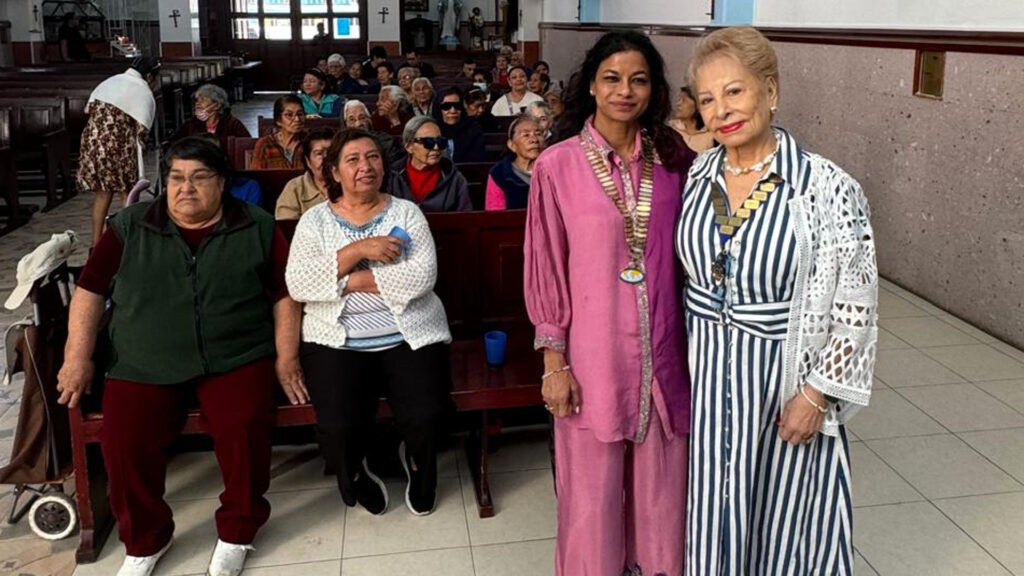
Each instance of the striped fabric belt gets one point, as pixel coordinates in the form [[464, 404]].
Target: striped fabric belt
[[765, 320]]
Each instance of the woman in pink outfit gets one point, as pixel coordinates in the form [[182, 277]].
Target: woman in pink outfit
[[603, 291]]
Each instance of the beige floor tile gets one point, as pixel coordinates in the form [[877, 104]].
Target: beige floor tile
[[329, 568], [536, 558], [890, 415], [1010, 392], [911, 368], [978, 363], [995, 522], [1005, 448], [398, 531], [914, 539], [943, 466], [305, 526], [888, 340], [964, 407], [926, 331], [968, 328], [891, 305], [524, 508], [452, 562], [195, 537], [875, 483]]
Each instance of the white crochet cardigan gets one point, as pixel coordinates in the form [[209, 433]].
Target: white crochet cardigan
[[406, 286], [833, 328]]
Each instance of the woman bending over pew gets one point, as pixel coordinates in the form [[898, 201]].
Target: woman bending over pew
[[211, 115], [283, 149], [603, 289], [508, 182], [121, 113], [365, 265], [197, 312], [304, 192]]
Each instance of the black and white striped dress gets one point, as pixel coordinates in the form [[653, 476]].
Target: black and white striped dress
[[757, 505]]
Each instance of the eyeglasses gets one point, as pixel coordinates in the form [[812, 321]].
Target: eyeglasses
[[439, 142]]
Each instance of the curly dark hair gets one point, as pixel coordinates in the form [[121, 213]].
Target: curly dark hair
[[334, 191], [580, 105]]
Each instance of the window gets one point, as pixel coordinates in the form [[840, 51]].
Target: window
[[285, 19]]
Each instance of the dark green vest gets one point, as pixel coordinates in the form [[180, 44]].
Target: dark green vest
[[177, 316]]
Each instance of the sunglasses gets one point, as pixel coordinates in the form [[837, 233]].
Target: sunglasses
[[440, 142]]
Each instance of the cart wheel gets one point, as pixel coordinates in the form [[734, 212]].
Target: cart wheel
[[53, 517]]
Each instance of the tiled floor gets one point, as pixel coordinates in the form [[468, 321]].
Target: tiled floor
[[938, 463]]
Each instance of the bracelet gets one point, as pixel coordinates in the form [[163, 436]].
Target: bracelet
[[555, 371], [822, 409]]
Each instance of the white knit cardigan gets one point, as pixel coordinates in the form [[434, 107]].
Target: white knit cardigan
[[406, 286]]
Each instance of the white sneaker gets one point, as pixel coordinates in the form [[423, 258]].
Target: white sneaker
[[228, 559], [141, 565]]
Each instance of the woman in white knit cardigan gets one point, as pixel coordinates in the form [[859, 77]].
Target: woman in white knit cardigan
[[365, 265]]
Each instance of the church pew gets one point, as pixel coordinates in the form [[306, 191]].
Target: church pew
[[480, 260]]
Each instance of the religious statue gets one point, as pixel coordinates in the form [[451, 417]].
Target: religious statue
[[450, 21]]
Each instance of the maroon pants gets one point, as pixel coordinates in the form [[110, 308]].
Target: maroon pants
[[141, 420]]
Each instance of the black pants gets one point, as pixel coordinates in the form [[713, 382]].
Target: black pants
[[345, 387]]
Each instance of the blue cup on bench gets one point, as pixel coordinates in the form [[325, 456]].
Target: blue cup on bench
[[495, 344]]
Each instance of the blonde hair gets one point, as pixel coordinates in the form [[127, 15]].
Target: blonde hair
[[744, 43]]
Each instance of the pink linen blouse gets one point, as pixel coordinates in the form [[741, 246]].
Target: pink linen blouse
[[574, 250]]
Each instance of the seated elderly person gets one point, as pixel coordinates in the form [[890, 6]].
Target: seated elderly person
[[315, 100], [428, 178], [391, 115], [424, 103], [464, 133], [542, 113], [199, 307], [365, 265], [508, 183], [302, 193], [211, 115], [283, 149]]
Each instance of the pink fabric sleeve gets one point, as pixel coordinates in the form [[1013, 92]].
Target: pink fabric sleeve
[[546, 281], [495, 197]]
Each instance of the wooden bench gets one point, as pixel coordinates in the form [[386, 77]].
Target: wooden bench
[[480, 282]]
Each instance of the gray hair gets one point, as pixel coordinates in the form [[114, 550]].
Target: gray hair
[[539, 105], [215, 94], [396, 94], [414, 125]]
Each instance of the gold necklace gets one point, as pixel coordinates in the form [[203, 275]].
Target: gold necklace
[[635, 222]]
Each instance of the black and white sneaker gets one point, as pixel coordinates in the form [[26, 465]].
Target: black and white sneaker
[[370, 491], [421, 492]]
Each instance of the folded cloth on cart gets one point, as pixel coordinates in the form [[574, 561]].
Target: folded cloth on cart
[[44, 259]]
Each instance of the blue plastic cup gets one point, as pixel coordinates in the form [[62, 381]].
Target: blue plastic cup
[[495, 343]]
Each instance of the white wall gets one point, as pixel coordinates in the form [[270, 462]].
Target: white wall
[[656, 11], [922, 14], [559, 10], [388, 32]]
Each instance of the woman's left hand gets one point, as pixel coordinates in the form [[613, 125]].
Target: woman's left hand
[[801, 421], [291, 378]]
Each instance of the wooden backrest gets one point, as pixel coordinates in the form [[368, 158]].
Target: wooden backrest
[[479, 270], [240, 152], [31, 118], [270, 183], [267, 127]]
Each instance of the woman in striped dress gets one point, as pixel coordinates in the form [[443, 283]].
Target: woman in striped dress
[[780, 311]]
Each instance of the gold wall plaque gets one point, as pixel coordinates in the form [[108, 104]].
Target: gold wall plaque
[[930, 77]]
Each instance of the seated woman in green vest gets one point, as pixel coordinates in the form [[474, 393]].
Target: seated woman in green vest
[[200, 306]]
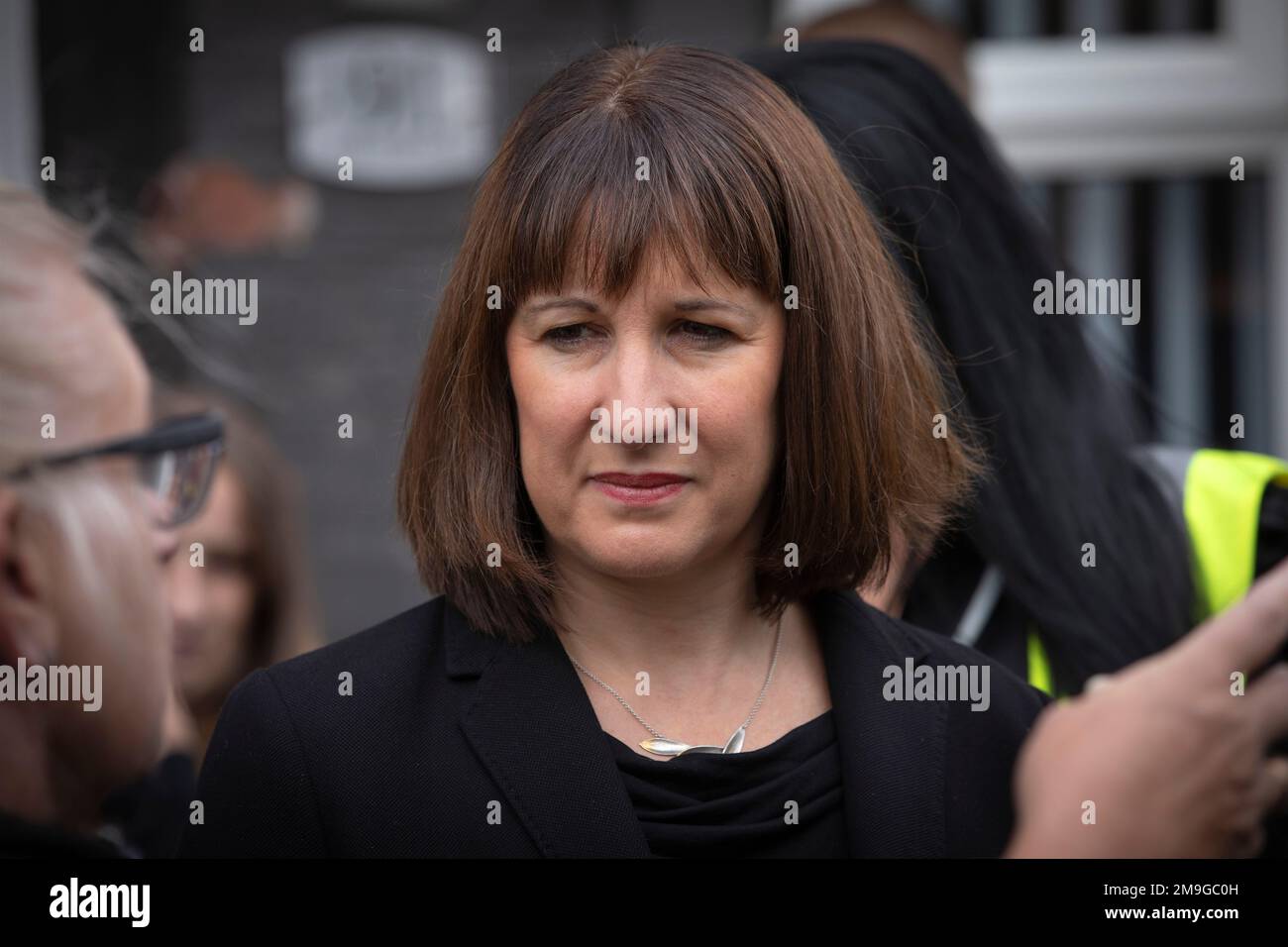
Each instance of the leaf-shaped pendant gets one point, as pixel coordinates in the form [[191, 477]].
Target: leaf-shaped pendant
[[734, 744], [673, 748], [664, 748]]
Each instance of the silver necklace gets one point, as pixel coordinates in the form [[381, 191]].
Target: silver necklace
[[664, 746]]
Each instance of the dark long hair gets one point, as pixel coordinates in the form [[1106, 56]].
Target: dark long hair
[[1057, 429], [738, 178]]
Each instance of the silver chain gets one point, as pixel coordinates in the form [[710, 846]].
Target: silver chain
[[778, 638]]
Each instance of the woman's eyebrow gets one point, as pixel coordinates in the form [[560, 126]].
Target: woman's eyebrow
[[561, 303], [696, 304], [704, 303]]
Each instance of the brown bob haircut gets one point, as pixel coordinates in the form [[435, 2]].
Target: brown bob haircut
[[738, 170]]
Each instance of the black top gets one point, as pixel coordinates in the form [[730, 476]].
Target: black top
[[456, 744], [21, 838], [713, 805]]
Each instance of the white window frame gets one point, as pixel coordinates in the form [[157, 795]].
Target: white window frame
[[1154, 106]]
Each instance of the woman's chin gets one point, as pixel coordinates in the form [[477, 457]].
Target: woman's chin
[[640, 560]]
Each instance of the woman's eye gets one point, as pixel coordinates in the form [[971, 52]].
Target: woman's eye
[[702, 334], [567, 337]]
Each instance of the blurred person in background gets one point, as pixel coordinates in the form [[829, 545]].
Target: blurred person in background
[[239, 600], [89, 496], [250, 604], [1179, 535]]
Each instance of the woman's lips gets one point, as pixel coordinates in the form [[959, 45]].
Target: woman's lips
[[639, 489]]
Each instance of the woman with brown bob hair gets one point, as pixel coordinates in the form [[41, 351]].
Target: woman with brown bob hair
[[671, 414]]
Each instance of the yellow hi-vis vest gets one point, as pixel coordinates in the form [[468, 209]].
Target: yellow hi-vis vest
[[1219, 493]]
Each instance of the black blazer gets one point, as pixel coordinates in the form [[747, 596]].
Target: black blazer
[[442, 720]]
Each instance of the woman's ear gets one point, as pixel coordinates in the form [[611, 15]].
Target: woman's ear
[[29, 625]]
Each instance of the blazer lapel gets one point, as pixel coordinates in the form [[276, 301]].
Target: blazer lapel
[[536, 732], [892, 751]]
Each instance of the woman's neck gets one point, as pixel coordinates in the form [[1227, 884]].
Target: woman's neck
[[690, 654]]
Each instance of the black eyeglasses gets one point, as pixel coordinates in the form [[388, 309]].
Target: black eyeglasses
[[176, 463]]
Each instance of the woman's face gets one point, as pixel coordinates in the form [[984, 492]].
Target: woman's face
[[213, 603], [713, 359]]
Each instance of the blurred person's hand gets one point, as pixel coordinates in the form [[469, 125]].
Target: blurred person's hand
[[1172, 762]]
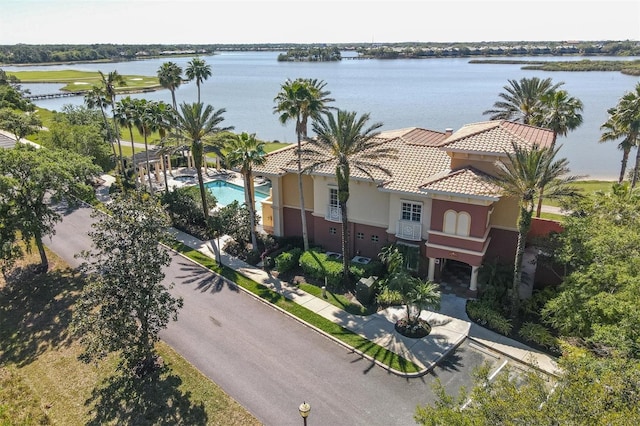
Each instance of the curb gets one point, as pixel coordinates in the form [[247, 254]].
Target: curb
[[503, 353]]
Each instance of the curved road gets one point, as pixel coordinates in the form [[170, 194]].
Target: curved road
[[271, 363]]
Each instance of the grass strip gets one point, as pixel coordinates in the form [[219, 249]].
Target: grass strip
[[352, 339], [43, 382], [337, 300]]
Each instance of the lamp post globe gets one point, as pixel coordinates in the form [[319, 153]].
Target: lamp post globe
[[304, 410]]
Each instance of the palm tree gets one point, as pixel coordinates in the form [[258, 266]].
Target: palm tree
[[559, 113], [522, 176], [96, 98], [522, 100], [300, 100], [194, 123], [198, 70], [127, 116], [611, 131], [162, 116], [624, 122], [344, 139], [109, 83], [146, 126], [170, 77], [245, 151]]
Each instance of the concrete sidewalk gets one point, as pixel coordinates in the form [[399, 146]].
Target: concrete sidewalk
[[450, 326]]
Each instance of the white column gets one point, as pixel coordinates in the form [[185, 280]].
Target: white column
[[432, 268], [473, 285]]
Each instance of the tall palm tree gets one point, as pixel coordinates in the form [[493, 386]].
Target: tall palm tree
[[145, 121], [198, 70], [299, 100], [345, 140], [194, 122], [521, 99], [611, 131], [96, 98], [559, 113], [245, 151], [161, 119], [624, 122], [109, 83], [521, 176], [170, 77], [127, 116]]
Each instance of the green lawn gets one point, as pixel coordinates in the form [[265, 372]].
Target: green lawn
[[586, 187], [84, 80], [42, 381]]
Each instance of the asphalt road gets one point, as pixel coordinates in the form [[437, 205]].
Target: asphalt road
[[271, 363]]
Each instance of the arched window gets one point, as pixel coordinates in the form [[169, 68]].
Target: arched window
[[450, 219], [457, 223], [464, 224]]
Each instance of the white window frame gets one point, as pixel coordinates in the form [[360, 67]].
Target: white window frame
[[456, 223], [412, 206]]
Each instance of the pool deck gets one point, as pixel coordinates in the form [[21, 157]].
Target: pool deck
[[209, 176]]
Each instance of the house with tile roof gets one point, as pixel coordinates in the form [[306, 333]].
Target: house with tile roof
[[437, 204]]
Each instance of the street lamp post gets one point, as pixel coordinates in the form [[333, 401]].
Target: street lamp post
[[304, 410]]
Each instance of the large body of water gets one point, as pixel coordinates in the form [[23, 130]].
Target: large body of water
[[431, 93]]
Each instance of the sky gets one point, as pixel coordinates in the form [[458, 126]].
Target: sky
[[312, 21]]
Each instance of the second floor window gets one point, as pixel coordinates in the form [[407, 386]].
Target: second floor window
[[333, 197], [411, 212], [457, 223]]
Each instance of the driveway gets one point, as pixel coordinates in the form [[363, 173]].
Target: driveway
[[271, 363]]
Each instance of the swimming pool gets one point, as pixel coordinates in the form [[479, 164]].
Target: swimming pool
[[226, 193]]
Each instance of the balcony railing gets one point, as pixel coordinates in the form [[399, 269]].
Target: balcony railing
[[409, 230], [334, 213]]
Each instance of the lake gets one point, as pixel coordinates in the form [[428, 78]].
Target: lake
[[430, 93]]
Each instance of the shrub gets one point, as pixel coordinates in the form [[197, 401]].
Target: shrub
[[538, 334], [316, 265], [288, 260], [482, 313]]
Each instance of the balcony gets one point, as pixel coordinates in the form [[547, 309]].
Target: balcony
[[409, 230], [334, 213]]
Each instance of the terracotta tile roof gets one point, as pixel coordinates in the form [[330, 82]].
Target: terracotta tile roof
[[467, 181], [495, 137], [423, 162], [424, 137]]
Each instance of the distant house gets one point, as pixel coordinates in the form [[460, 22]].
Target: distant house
[[437, 204]]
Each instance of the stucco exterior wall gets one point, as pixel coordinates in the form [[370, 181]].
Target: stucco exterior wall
[[505, 213], [478, 216], [395, 211], [367, 205], [290, 193]]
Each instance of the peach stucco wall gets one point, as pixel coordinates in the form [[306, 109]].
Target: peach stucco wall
[[290, 193], [478, 216], [367, 204]]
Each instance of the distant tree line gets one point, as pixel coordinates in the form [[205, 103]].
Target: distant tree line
[[47, 53], [435, 50], [311, 54], [41, 53]]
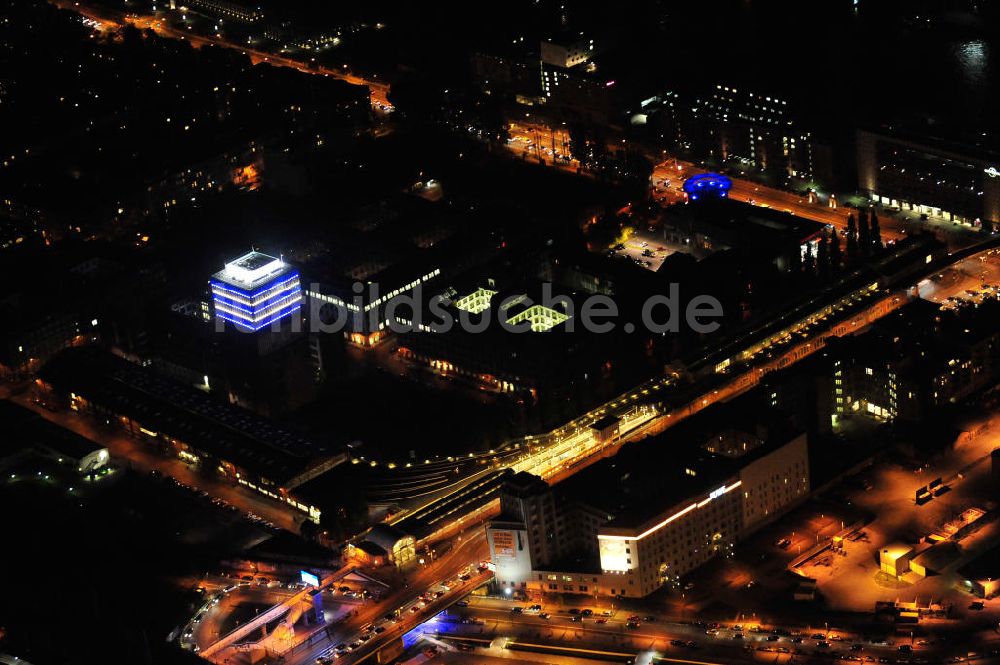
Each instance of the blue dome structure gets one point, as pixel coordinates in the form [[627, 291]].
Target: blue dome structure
[[712, 185]]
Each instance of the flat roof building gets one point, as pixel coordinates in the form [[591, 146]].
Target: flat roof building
[[239, 445], [652, 513], [255, 291]]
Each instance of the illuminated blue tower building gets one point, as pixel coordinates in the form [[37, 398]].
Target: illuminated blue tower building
[[256, 290]]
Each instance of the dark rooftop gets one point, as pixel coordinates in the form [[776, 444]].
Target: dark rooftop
[[26, 428], [647, 477], [184, 413]]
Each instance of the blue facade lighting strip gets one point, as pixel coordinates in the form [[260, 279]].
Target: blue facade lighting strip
[[245, 294]]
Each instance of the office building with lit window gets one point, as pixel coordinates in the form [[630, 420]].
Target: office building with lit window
[[915, 362], [650, 514], [164, 416], [256, 291]]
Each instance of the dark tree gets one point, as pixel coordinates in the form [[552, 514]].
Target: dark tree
[[809, 262], [823, 256]]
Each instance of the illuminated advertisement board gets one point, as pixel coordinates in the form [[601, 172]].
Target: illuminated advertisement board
[[613, 555]]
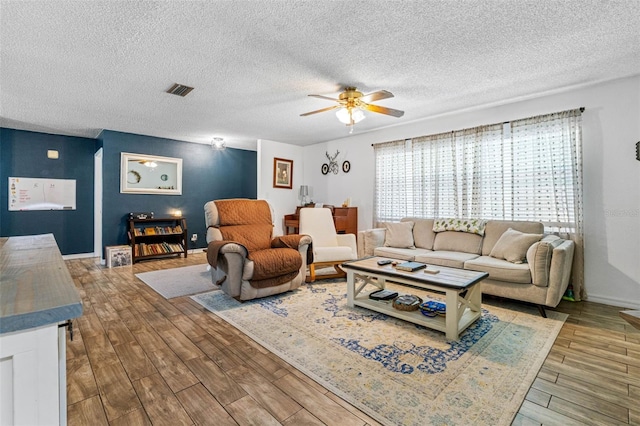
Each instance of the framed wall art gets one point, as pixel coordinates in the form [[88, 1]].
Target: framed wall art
[[282, 173], [150, 174]]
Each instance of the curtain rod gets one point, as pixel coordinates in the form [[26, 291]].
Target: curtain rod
[[504, 122]]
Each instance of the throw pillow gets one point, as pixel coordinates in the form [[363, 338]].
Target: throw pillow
[[472, 226], [513, 245], [399, 235]]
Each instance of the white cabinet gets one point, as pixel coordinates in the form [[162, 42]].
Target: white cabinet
[[37, 294], [33, 377]]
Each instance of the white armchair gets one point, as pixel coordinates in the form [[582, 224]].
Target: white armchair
[[329, 247]]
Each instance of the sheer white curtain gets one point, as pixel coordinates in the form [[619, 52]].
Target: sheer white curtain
[[393, 197], [528, 169], [548, 165]]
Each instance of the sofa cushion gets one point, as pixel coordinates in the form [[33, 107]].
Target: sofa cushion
[[398, 253], [458, 241], [473, 226], [329, 254], [399, 234], [495, 228], [539, 259], [513, 245], [423, 234], [452, 259], [499, 269]]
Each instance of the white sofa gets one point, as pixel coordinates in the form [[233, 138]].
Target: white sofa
[[537, 271]]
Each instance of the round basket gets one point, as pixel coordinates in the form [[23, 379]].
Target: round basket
[[406, 302]]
■ ■ ■
▸ SHORT TASK
Copy the entries from the line containing "Each instance of the blurred person's" down to the line containing "[[503, 353]]", including both of those lines. Leave any picture out of your copy.

▸ WORKED ANSWER
Each instance of the blurred person's hand gets one point, as pixel coordinates in the form [[469, 125]].
Target: blurred person's hand
[[1172, 762]]
Each instance of the curb gets one point, as pixel coordinates in the form [[247, 254]].
Target: curb
[[503, 353]]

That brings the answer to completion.